Data extracts:

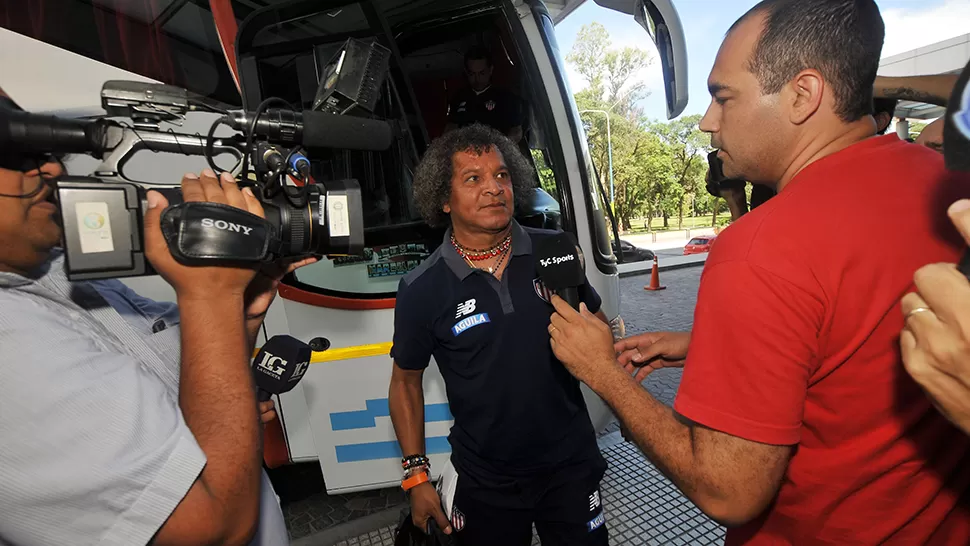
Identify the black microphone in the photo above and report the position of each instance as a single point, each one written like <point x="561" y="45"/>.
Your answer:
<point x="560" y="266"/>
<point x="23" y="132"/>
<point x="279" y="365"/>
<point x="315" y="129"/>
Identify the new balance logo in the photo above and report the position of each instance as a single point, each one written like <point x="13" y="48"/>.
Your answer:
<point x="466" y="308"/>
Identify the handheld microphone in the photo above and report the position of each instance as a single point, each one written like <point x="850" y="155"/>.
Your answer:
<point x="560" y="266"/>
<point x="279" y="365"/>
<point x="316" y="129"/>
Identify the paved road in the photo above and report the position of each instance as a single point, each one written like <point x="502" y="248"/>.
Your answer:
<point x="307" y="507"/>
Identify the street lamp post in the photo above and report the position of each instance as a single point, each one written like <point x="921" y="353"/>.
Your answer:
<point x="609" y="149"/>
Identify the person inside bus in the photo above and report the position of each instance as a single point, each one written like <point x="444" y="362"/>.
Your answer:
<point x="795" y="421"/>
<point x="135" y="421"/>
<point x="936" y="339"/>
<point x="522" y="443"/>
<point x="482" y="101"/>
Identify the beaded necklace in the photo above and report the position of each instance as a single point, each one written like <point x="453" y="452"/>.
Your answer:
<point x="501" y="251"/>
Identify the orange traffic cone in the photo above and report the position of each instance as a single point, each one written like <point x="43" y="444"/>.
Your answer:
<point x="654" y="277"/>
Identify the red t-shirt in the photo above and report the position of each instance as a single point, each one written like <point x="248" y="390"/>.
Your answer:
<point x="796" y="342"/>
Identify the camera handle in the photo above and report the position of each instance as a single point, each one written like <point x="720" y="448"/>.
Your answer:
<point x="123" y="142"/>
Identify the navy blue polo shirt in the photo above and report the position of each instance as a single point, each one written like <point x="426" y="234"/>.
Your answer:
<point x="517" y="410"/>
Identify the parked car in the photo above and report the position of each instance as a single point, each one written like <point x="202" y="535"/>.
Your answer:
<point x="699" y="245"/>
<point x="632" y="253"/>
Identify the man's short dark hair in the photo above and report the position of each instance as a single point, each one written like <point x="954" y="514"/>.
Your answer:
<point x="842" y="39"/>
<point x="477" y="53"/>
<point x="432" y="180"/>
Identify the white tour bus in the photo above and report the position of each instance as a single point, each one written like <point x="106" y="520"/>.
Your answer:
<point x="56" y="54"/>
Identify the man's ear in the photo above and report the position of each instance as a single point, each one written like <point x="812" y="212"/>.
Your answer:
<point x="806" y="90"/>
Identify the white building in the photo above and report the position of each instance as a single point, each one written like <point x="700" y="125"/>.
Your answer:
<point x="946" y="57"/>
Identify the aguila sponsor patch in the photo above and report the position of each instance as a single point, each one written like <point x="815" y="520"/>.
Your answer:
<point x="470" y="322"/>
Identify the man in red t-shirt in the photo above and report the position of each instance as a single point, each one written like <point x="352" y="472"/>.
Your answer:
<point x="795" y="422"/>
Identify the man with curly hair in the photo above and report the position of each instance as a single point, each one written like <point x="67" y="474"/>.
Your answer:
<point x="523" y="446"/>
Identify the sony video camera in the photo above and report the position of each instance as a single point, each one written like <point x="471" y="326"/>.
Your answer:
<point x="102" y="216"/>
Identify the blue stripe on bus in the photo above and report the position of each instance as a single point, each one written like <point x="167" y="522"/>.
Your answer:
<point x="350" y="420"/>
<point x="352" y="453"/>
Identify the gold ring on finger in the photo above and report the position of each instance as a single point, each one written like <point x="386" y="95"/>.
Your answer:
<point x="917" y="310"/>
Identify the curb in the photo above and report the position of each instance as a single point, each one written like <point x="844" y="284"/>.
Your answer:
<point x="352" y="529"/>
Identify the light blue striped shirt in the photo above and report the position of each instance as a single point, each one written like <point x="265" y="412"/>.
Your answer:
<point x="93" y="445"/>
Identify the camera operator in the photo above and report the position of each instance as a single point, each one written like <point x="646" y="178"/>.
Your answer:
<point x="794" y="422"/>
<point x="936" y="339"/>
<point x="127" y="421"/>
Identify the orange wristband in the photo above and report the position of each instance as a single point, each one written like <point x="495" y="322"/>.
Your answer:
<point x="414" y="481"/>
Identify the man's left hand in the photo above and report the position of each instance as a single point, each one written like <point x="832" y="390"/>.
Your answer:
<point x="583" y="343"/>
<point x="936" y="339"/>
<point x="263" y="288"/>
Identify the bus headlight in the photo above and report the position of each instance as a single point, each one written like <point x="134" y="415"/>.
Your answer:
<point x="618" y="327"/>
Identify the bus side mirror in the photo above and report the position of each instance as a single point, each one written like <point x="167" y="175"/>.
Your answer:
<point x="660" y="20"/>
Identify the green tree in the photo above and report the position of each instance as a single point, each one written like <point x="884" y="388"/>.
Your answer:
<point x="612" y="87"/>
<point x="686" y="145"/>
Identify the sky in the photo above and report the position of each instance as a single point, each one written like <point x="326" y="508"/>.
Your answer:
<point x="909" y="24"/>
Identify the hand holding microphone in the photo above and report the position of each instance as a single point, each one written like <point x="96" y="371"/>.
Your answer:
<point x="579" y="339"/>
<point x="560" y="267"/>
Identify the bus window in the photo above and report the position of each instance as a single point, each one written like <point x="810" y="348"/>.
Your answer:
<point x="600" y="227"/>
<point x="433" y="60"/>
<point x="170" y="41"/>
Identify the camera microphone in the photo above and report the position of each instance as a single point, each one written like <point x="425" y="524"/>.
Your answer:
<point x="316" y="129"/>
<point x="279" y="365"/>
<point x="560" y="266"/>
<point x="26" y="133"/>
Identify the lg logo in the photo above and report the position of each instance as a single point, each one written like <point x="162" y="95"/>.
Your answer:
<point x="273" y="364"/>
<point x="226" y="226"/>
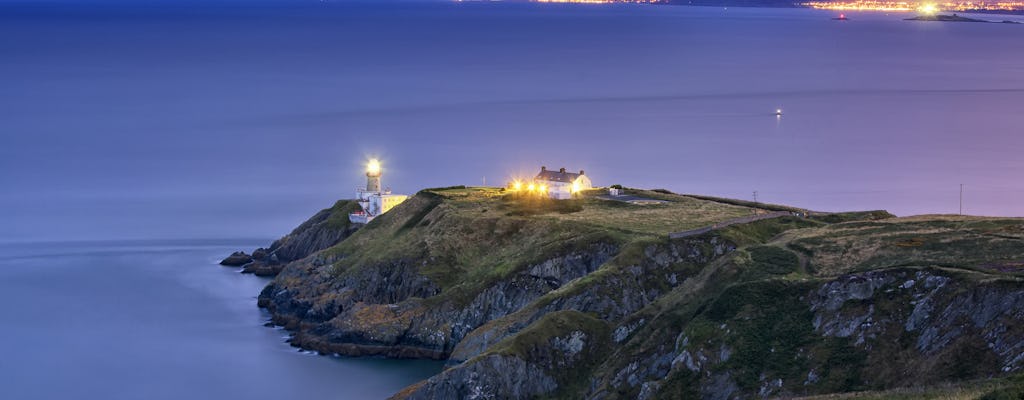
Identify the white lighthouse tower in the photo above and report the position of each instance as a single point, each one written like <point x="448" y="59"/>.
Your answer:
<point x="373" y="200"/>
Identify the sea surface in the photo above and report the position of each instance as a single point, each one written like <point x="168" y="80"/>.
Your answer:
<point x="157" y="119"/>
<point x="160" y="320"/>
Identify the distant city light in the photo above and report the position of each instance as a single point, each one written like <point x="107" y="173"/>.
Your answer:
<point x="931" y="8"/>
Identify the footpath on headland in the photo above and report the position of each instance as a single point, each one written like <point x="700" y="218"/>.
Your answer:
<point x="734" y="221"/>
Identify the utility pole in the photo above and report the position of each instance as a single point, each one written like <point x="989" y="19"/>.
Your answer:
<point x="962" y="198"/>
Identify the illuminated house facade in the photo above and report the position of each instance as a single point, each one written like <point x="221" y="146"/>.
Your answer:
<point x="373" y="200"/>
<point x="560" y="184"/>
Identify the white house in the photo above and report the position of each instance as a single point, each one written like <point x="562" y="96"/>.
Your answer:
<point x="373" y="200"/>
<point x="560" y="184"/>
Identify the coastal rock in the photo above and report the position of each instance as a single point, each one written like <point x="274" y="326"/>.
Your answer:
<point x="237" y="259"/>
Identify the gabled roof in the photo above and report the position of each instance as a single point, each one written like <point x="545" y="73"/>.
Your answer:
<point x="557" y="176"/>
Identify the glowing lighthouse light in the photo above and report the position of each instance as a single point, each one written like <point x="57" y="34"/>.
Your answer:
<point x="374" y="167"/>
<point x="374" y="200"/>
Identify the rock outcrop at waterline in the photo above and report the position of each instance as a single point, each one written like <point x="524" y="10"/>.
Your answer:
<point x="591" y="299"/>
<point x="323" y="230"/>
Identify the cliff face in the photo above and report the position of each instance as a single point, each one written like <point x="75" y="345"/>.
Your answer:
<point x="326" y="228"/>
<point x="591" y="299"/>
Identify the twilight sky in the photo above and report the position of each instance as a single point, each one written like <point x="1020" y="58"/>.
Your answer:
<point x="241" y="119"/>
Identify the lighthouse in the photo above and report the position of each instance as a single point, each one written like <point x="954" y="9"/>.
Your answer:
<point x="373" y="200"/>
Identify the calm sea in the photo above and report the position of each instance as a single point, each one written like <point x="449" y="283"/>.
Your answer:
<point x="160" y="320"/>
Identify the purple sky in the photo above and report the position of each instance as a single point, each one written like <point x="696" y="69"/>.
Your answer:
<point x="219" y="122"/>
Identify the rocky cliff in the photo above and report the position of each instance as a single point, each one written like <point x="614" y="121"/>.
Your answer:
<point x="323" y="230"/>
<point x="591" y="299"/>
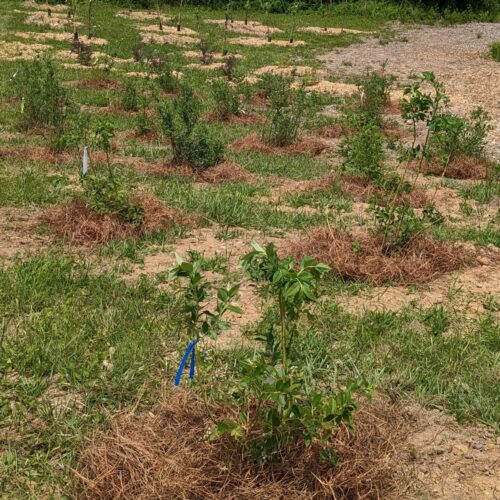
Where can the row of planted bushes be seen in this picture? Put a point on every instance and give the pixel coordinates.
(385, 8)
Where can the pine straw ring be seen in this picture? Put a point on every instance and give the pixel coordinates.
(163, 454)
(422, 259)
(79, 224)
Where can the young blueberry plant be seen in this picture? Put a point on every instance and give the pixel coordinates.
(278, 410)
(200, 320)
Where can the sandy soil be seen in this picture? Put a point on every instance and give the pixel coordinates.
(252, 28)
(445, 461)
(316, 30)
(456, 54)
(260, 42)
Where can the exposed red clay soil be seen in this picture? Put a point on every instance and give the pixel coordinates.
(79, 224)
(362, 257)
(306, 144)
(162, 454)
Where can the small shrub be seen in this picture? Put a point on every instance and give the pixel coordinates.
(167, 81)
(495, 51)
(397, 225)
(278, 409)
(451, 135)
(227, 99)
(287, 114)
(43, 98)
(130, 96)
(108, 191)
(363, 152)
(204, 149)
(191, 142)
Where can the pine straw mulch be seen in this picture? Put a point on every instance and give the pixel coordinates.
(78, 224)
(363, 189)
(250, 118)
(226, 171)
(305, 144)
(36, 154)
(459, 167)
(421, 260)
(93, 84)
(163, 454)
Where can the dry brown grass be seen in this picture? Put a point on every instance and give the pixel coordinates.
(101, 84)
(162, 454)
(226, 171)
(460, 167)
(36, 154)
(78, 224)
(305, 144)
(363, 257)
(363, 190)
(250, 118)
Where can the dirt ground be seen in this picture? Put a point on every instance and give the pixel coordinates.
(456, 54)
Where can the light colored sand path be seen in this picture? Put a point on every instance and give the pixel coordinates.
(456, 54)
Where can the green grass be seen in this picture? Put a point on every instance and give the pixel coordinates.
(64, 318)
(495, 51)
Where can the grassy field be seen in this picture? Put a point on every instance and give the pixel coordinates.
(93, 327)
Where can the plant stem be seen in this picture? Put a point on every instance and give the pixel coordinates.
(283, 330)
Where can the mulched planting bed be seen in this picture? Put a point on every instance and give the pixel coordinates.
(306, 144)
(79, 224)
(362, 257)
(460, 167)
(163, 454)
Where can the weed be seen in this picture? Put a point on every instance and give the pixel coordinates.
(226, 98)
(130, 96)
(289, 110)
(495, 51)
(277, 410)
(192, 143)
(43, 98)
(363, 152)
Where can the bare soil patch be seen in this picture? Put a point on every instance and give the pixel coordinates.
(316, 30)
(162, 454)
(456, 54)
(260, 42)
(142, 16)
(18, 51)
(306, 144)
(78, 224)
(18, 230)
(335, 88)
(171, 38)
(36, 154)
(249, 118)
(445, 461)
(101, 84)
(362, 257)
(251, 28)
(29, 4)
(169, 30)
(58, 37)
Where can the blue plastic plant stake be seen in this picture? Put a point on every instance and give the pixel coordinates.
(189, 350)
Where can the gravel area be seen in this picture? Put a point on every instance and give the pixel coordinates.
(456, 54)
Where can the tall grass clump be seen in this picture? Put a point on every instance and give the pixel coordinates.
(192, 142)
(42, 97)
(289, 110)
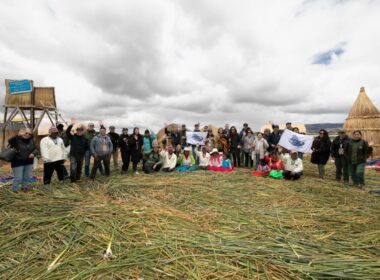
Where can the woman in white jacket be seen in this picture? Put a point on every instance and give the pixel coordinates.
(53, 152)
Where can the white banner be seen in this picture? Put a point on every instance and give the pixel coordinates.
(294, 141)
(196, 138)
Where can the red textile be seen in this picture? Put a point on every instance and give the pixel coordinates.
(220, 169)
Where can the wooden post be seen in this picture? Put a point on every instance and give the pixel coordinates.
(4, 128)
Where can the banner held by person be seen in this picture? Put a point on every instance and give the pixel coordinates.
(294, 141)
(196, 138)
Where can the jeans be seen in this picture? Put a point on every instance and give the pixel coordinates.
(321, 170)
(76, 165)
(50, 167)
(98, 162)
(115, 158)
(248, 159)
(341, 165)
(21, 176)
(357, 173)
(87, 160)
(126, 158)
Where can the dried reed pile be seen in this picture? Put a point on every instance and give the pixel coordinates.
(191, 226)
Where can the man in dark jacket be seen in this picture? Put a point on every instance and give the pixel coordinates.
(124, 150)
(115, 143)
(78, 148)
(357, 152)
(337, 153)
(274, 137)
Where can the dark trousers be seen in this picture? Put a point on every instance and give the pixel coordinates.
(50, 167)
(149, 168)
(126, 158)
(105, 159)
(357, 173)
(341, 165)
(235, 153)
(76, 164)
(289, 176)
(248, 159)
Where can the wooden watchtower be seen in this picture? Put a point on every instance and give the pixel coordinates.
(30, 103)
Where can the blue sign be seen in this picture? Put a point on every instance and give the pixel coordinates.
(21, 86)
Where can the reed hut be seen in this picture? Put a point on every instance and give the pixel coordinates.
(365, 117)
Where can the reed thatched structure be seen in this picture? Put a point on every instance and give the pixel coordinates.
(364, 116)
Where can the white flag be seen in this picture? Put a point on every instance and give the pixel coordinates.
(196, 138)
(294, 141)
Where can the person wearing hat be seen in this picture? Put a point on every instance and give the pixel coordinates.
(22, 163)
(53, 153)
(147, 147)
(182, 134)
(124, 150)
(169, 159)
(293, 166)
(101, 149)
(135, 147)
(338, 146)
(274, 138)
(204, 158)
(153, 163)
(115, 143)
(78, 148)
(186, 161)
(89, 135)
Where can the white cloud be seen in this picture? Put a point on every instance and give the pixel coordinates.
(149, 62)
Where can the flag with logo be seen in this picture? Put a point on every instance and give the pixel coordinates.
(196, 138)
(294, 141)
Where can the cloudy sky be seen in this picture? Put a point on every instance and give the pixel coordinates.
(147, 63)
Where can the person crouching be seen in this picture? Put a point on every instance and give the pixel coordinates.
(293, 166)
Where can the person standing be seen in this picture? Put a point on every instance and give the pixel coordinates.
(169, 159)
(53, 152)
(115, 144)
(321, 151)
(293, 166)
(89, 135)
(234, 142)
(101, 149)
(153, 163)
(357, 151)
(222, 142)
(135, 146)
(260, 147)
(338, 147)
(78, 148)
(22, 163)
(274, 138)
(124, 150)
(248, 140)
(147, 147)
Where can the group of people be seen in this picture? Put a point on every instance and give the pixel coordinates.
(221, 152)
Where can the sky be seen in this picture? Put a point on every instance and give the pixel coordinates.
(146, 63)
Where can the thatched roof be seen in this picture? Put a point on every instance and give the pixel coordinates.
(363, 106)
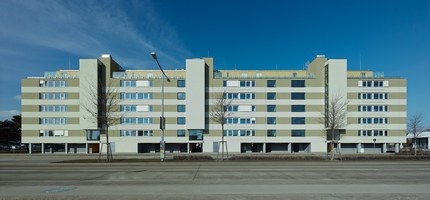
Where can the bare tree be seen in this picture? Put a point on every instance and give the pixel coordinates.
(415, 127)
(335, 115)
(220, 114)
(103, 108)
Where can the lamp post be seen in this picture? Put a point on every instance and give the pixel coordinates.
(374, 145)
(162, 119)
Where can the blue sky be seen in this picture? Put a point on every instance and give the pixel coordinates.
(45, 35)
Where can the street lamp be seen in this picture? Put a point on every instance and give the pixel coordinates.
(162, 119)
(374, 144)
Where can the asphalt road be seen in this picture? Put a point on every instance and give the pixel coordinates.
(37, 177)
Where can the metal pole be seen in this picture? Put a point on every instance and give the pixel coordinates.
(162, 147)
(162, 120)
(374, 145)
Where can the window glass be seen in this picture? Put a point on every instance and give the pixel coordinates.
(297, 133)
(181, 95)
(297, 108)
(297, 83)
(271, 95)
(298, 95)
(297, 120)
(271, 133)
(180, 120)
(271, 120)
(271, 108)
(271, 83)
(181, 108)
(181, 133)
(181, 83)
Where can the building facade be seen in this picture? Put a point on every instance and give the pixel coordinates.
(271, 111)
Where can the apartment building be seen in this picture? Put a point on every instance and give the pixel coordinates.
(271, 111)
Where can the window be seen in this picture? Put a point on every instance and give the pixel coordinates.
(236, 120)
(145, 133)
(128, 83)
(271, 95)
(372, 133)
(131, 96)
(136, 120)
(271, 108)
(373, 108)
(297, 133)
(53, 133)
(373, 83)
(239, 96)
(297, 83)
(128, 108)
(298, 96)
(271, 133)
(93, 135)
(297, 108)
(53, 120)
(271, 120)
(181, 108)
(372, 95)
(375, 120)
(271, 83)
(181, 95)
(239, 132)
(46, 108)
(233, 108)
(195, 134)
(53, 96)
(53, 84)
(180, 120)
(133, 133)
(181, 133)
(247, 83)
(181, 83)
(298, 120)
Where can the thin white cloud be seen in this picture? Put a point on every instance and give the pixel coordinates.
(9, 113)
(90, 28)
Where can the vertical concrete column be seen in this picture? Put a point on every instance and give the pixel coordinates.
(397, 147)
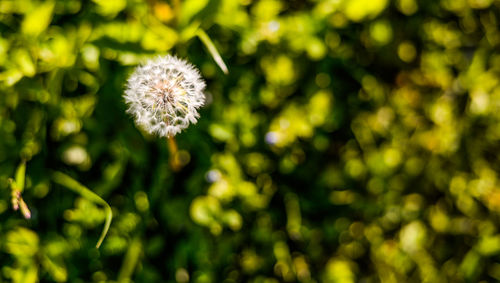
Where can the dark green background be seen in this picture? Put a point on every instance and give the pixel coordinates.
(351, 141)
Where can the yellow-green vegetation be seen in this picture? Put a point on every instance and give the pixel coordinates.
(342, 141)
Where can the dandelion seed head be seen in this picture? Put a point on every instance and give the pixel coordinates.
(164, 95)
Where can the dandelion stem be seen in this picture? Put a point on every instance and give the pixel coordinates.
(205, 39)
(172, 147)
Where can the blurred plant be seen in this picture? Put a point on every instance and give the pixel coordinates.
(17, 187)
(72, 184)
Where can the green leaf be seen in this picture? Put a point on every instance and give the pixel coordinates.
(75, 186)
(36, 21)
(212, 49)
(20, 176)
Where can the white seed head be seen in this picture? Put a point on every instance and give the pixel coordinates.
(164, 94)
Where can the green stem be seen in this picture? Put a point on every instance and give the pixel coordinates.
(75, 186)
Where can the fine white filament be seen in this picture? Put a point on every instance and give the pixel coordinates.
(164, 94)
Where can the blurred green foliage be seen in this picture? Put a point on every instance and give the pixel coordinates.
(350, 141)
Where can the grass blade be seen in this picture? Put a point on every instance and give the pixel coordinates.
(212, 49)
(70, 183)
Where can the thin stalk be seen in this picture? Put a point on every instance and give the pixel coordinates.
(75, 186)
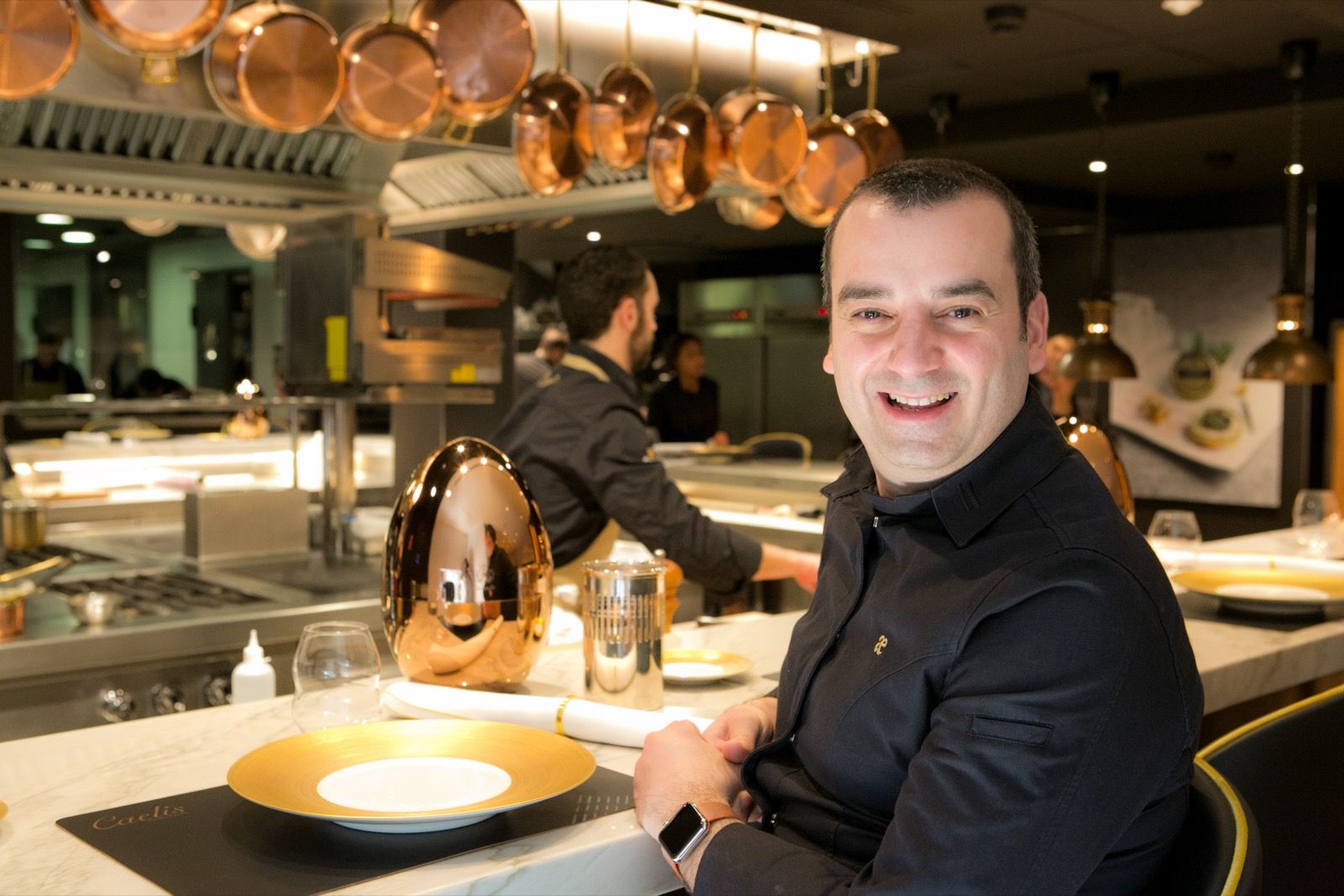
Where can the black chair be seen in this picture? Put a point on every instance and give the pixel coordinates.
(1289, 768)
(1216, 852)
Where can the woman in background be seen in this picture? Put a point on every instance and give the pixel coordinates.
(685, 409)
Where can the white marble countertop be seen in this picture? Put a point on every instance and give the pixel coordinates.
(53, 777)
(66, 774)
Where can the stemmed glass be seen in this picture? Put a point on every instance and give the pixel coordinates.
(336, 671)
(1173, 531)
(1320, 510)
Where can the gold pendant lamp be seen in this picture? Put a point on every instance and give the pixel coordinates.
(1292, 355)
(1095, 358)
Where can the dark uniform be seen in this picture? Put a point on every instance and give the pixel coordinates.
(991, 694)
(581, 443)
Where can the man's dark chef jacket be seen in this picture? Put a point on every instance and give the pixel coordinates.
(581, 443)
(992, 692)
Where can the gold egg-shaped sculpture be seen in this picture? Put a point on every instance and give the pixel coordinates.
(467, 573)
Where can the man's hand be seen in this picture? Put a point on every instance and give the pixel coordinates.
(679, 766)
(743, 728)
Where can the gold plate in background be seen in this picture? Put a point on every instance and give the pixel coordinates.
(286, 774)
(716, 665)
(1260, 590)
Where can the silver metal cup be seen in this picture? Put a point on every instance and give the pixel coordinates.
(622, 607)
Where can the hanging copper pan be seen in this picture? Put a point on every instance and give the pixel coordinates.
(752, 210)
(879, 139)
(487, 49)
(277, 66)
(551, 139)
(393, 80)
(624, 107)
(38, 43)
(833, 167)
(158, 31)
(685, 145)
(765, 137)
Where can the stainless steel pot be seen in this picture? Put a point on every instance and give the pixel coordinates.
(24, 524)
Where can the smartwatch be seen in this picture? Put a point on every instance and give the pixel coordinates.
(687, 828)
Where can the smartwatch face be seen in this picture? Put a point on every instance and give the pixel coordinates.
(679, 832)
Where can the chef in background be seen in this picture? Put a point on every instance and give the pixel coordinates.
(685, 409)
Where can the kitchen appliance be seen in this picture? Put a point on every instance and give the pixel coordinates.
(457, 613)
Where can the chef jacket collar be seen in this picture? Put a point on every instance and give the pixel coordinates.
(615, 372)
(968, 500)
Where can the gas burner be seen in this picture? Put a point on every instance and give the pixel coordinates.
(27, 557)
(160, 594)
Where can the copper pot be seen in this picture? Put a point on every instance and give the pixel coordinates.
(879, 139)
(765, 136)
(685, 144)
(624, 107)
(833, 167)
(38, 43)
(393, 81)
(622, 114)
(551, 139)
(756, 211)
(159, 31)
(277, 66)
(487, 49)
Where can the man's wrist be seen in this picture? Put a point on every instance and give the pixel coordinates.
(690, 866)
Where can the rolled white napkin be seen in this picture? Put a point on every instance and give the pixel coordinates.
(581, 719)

Your goal: Once you have identified the lines above that contain "cliff", copy each of them.

Answer area:
Identify the cliff face in the photo above and report the position of each instance as a single point, each one written like <point x="75" y="345"/>.
Identify the rocky cliff in the photo above and report the position of each instance as a single point, each one written like <point x="614" y="121"/>.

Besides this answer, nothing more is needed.